◆ Written exercise
Reproduce verbatim the lines of the records below, starting with the line containing "Annotation task — annotate the striped" and continuing through the last line of the records.

◆ Material supplied
**********

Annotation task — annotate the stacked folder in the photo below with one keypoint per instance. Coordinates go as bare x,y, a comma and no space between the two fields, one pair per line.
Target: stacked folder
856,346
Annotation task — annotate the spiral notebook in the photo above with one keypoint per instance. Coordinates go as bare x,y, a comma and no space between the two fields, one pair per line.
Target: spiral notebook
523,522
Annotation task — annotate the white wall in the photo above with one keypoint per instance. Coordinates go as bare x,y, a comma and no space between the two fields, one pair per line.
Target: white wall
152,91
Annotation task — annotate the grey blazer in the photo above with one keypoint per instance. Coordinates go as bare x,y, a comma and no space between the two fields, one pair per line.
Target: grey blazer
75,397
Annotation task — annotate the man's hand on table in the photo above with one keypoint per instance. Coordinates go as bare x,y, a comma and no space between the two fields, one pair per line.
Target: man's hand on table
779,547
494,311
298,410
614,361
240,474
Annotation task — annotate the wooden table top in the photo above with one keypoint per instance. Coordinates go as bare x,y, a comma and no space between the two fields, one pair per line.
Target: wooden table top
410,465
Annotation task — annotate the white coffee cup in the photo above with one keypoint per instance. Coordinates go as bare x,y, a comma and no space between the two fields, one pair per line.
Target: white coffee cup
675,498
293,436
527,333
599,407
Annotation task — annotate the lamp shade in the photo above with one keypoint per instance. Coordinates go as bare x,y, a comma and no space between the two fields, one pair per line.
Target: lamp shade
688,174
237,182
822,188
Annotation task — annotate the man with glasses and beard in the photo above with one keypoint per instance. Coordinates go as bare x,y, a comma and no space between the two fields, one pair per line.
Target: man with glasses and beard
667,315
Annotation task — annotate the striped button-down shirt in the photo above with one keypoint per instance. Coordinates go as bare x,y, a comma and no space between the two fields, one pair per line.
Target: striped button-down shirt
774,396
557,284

**********

◆ Output of the task
Annotation task — annotate the striped button-down shirt in the photo above with one keypoint per instance. Coordinates go as bare x,y, a comma and no space between the two fields, one pair per line.
Target: striped button-down shirt
774,396
557,284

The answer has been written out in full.